### Written task
Pick out every line in the listing below that contains the word "oryx", and copy each one. Case counts.
......
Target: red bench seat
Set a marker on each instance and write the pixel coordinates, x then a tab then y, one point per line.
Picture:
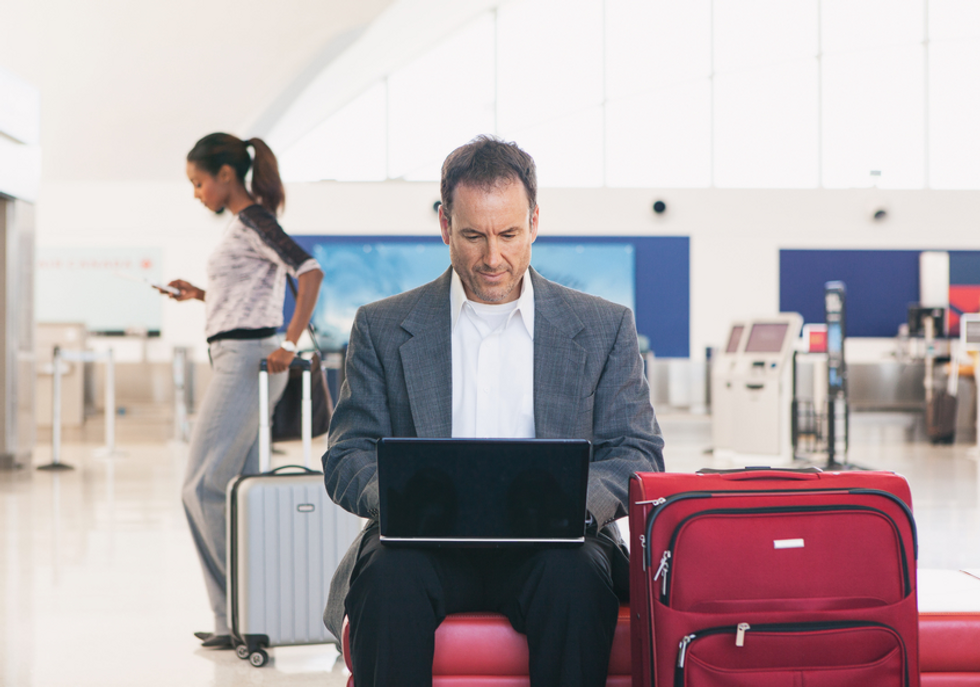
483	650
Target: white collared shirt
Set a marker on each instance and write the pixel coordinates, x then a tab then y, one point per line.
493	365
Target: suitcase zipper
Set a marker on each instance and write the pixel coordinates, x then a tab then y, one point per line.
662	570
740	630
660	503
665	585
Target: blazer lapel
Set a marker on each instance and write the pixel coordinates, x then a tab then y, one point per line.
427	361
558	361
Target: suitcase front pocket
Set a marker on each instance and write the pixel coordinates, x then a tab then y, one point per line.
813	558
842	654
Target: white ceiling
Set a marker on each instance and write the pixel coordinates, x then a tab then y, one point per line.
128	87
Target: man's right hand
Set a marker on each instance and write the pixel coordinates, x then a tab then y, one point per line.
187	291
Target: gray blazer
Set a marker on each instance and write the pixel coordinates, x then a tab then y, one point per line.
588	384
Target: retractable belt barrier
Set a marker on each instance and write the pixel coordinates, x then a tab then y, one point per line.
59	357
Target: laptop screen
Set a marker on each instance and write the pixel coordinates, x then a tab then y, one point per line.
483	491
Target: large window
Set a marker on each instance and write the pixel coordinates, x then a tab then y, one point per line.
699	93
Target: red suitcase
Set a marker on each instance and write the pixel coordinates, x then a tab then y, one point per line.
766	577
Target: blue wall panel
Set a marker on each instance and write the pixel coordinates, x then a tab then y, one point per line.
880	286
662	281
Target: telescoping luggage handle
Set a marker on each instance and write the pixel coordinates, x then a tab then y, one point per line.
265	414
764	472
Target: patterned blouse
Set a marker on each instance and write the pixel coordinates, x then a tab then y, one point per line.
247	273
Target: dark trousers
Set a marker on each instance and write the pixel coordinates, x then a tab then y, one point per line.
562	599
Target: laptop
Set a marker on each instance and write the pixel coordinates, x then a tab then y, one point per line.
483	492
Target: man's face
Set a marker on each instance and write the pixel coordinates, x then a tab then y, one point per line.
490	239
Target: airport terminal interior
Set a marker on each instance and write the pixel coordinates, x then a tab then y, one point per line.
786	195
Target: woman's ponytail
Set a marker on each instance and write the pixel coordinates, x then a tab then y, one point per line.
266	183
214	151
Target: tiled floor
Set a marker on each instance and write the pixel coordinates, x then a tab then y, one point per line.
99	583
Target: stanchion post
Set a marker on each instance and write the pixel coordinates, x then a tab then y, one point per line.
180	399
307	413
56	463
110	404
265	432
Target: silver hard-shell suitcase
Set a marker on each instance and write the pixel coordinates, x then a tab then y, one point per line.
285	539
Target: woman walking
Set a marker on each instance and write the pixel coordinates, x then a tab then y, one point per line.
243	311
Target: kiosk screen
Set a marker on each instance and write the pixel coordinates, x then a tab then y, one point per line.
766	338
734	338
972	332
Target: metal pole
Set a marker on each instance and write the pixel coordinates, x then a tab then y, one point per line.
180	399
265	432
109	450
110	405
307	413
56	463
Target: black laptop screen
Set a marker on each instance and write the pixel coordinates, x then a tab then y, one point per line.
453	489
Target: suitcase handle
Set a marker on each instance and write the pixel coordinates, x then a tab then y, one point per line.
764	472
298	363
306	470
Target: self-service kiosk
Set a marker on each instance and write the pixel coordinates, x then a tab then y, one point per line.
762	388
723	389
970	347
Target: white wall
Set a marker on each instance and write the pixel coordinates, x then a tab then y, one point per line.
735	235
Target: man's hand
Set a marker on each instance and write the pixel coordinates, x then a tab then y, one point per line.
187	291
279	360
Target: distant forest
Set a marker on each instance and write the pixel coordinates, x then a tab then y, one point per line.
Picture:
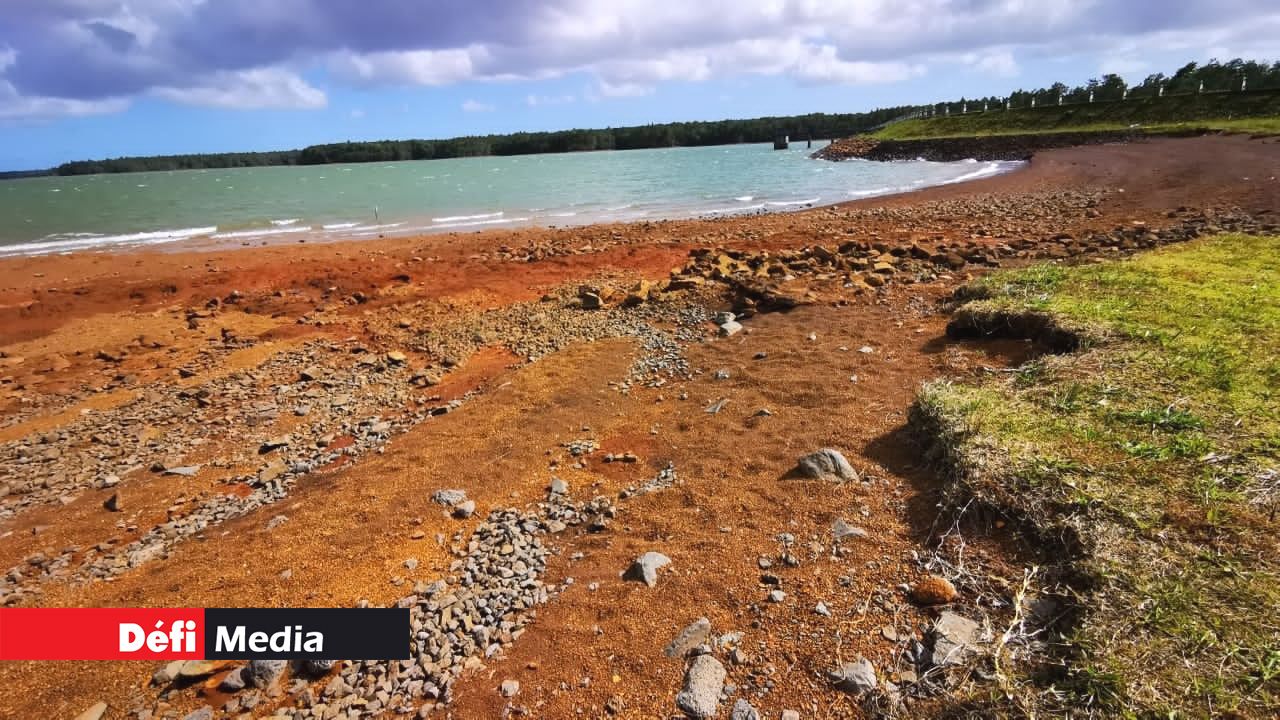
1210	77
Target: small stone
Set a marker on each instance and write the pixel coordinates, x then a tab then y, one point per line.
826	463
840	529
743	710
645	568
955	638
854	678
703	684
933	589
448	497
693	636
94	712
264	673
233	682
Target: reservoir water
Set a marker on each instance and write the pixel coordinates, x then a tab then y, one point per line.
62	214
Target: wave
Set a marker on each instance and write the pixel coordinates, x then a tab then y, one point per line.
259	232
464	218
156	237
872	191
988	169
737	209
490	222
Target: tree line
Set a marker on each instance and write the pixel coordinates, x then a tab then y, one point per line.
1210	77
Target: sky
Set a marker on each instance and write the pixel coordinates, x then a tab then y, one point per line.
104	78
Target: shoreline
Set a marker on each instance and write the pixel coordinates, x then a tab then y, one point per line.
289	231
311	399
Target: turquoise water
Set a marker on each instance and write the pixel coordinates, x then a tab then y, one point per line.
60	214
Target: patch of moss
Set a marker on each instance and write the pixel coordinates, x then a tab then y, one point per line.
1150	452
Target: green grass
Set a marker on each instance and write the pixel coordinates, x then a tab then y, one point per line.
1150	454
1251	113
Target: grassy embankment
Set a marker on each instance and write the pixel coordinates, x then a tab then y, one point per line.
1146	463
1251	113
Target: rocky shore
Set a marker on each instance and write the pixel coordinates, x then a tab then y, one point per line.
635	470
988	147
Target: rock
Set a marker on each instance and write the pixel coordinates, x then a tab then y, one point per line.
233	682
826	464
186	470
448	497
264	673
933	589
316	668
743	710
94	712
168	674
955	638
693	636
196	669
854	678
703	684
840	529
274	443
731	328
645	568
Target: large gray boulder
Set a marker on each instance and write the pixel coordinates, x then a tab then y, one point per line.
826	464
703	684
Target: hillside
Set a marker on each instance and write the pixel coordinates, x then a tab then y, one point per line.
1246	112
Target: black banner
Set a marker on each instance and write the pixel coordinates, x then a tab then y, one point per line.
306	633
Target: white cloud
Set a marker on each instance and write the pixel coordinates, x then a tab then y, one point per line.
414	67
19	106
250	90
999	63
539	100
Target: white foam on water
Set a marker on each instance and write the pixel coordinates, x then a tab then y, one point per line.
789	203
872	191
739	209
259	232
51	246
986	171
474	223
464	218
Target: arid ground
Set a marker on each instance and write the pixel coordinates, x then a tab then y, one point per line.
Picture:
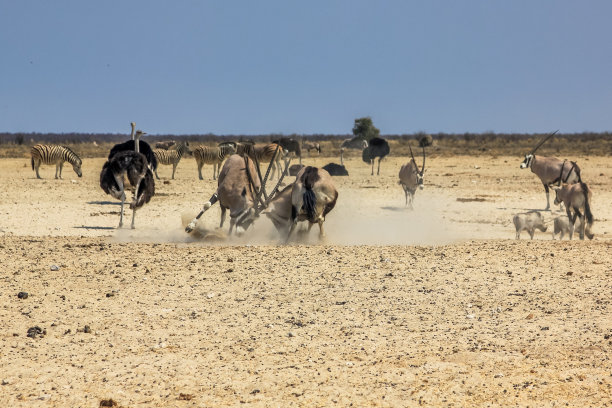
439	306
......
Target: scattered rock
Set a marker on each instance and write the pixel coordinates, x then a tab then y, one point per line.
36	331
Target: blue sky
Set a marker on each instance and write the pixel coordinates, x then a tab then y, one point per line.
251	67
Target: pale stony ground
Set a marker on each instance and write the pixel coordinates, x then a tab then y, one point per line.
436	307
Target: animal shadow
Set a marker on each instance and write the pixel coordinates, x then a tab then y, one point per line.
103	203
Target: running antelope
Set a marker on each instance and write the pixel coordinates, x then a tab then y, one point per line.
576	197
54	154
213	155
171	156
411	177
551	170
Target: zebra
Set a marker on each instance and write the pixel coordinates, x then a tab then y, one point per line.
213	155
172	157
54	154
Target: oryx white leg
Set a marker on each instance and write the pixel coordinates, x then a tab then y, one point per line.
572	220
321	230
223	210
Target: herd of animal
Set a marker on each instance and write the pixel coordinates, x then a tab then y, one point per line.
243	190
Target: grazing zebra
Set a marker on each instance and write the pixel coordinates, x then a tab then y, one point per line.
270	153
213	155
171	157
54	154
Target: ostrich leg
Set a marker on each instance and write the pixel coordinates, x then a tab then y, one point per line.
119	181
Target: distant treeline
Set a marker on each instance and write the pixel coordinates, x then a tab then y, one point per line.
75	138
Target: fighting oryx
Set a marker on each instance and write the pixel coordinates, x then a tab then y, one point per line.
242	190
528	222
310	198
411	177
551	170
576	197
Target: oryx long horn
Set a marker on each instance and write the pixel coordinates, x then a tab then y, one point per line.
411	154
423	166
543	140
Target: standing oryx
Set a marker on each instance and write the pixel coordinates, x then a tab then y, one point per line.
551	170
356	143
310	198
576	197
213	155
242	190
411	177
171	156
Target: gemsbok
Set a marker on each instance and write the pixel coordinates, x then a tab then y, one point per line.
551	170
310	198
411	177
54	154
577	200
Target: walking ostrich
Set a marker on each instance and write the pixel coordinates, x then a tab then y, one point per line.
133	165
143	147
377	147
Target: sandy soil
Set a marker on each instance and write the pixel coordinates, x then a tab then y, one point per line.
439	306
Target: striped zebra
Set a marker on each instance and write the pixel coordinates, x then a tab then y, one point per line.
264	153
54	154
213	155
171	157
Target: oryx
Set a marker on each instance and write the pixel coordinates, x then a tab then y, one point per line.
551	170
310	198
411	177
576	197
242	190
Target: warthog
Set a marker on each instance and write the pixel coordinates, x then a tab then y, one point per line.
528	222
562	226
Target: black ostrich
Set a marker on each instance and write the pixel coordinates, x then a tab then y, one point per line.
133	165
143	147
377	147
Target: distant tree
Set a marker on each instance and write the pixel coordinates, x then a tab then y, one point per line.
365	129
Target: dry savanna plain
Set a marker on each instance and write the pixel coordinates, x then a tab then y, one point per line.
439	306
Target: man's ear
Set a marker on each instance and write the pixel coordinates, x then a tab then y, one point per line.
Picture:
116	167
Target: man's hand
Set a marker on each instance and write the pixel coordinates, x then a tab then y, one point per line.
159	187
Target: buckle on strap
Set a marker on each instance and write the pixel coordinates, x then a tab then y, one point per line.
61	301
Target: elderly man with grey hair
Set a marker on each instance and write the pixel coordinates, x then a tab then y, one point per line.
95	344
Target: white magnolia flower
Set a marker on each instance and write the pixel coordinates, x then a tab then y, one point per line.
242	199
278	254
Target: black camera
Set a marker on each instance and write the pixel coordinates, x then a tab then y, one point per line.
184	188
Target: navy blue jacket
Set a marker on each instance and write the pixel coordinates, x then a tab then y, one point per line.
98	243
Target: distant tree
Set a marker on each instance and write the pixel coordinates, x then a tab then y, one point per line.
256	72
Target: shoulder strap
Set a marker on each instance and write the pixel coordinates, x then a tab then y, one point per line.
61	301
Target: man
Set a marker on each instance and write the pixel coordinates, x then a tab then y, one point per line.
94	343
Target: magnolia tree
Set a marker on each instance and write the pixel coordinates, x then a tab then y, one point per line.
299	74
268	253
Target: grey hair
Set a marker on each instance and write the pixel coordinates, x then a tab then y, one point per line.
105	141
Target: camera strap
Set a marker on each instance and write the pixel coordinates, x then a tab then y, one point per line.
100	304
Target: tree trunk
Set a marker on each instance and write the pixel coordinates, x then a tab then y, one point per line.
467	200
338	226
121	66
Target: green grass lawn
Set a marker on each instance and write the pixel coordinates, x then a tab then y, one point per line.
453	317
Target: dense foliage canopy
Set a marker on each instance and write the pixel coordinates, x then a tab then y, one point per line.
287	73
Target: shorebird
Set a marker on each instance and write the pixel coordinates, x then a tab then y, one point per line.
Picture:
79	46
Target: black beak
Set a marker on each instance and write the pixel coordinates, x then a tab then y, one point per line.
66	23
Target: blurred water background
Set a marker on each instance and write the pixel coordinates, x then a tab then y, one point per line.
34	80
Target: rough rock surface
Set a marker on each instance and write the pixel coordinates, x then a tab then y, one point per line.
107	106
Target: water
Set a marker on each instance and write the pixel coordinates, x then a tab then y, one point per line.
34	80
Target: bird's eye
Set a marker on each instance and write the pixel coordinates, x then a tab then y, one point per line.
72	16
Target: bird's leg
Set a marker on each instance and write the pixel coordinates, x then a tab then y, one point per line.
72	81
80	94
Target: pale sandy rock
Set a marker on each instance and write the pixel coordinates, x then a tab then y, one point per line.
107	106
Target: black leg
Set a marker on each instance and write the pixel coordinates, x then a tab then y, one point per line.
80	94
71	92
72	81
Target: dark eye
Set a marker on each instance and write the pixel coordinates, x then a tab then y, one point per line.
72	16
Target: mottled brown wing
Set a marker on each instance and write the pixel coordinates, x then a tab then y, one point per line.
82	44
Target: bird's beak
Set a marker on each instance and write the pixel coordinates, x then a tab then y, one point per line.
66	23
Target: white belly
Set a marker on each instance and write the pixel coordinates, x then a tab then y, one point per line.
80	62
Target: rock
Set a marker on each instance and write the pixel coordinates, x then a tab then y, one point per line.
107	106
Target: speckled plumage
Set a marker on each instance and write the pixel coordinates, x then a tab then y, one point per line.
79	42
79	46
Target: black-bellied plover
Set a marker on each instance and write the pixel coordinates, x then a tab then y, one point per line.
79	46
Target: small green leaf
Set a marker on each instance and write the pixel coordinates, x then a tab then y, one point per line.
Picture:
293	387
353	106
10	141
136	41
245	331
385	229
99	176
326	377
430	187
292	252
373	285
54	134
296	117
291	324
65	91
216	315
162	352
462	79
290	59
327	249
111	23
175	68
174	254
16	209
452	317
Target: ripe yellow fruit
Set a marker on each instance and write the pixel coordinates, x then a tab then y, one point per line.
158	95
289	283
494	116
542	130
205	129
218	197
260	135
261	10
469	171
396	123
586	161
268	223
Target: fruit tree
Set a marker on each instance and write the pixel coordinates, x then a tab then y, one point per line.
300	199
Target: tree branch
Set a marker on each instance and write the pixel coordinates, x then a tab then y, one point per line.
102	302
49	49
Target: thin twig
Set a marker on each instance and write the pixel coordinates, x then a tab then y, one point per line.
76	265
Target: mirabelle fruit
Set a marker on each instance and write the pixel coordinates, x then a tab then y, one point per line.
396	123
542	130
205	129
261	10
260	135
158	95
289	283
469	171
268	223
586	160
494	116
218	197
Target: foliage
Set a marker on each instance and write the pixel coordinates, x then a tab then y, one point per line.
......
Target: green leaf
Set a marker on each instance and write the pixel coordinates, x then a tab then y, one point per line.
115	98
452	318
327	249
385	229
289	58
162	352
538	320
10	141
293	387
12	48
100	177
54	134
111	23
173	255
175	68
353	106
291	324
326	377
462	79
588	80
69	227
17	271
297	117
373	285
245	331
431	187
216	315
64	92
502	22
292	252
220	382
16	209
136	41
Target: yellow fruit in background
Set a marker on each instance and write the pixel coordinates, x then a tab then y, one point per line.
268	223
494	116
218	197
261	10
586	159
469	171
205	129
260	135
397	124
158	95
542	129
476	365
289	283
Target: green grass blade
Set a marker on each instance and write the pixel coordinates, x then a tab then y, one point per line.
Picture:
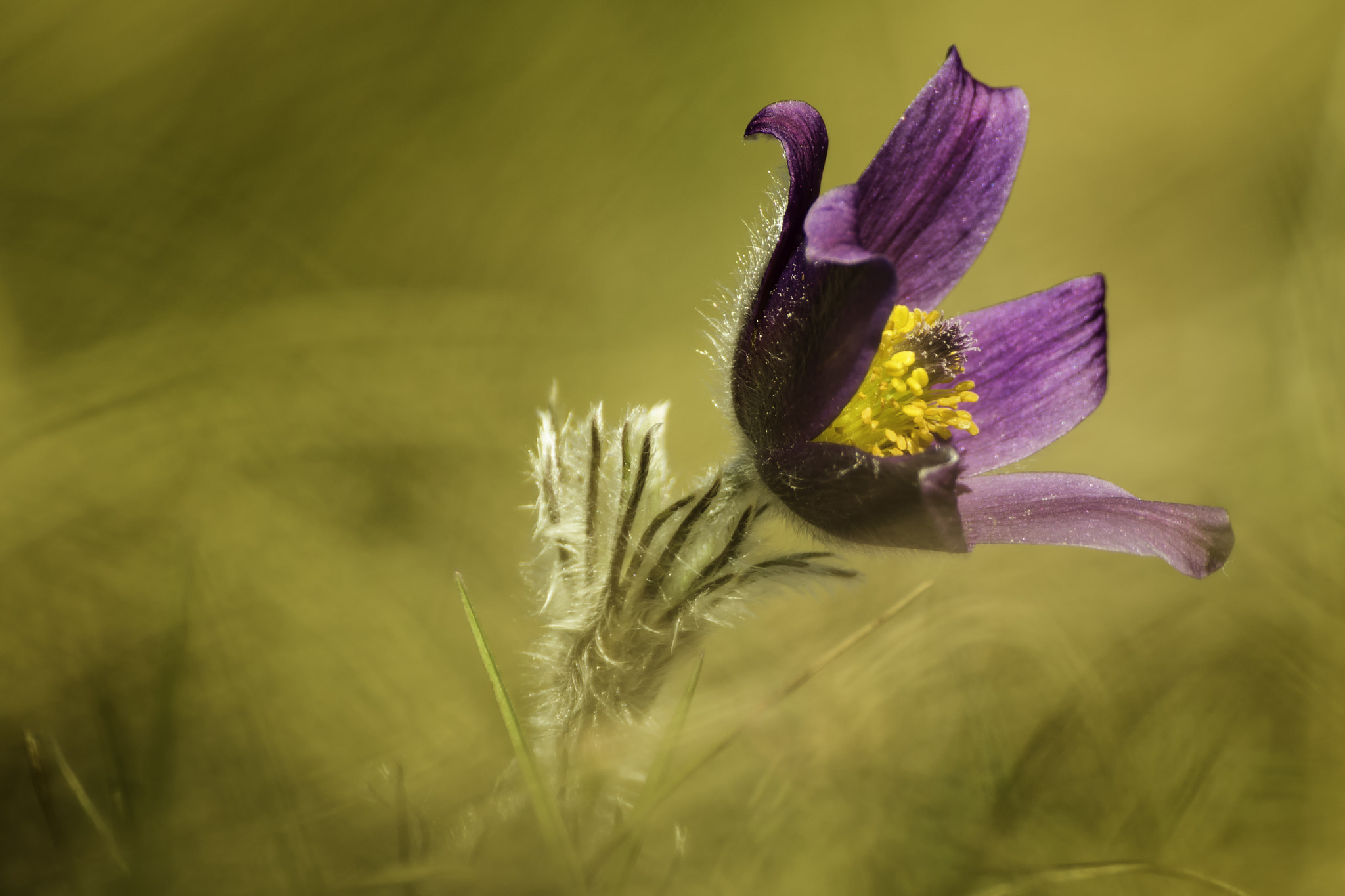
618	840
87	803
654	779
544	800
......
### Response below
Target: oryx white leg
Target: fighting oryx
Target: oryx long horn
Target: standing oryx
Target: oryx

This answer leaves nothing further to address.